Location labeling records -
· · · · · · ·
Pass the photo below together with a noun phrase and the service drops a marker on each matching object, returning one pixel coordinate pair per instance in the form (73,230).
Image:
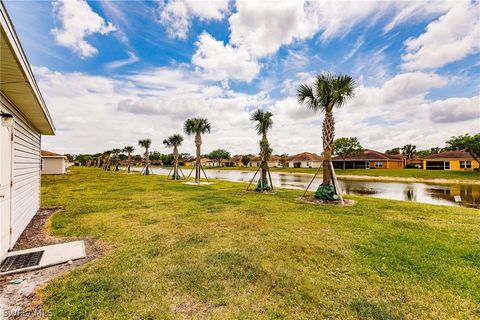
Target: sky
(115,72)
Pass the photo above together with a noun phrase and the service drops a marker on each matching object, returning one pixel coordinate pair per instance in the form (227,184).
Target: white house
(24,118)
(53,163)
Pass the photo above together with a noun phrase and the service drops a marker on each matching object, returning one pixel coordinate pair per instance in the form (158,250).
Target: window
(465,164)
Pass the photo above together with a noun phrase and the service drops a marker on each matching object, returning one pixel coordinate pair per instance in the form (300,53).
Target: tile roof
(305,156)
(369,155)
(457,154)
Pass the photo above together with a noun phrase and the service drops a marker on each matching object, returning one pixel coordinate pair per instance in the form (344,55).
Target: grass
(400,173)
(218,252)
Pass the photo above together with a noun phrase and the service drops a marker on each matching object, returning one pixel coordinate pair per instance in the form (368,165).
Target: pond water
(443,194)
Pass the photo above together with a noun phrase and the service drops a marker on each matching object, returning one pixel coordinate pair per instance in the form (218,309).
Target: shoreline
(375,178)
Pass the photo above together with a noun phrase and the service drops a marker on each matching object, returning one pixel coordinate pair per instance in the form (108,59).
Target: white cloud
· · · · · · ·
WORK TO DO - Turn all of the lines above into a numbered list without any blank lines, and leave out the pictures.

THE REPLY -
1. Pass the photo below together with a noun phrase and the service drops a marker on each matching object, returning one pixel coordinate pair per instance in the form (73,230).
2. Image:
3. Target: sky
4. (115,72)
5. Pass the photo above together with a noun phrase and the service drops a marker on each matching object, returning one pixel coordinate pair per instance in the form (227,184).
6. Target: white house
7. (24,118)
8. (53,163)
9. Pass the photo above together with a noun phrase and the service drops a marker on each matching object, returning one pixel coordinate pair per instance in the form (158,250).
10. Target: window
11. (465,164)
12. Pass the photo above together with a noun phrase and the service drops a marker on each matching object, returning one pixel coordinate pair per instance in the form (300,53).
13. Target: tile roof
14. (305,156)
15. (369,155)
16. (457,154)
17. Pass the photo above together with a noun phrase and the service drops a marker on each matching object, returning one pixel coordinate pair per instance in the form (344,55).
18. Target: grass
19. (400,173)
20. (218,252)
21. Pass the photo above together with a noun phrase and the service drops a marker on each matching object, returning one pixel coordinate pair per instance in the form (368,165).
22. Target: pond water
23. (443,194)
24. Pass the photo above together with a noun phrase and the service drops a marker on each matching object, returning one pixel coordinate pair per instance in the form (218,309).
25. Target: shoreline
26. (375,178)
27. Pass the photo above together with a noun phrase and the service drops a marker on each matching object, returning one pixel coordinate pair per instance in the form (108,59).
28. Target: white cloud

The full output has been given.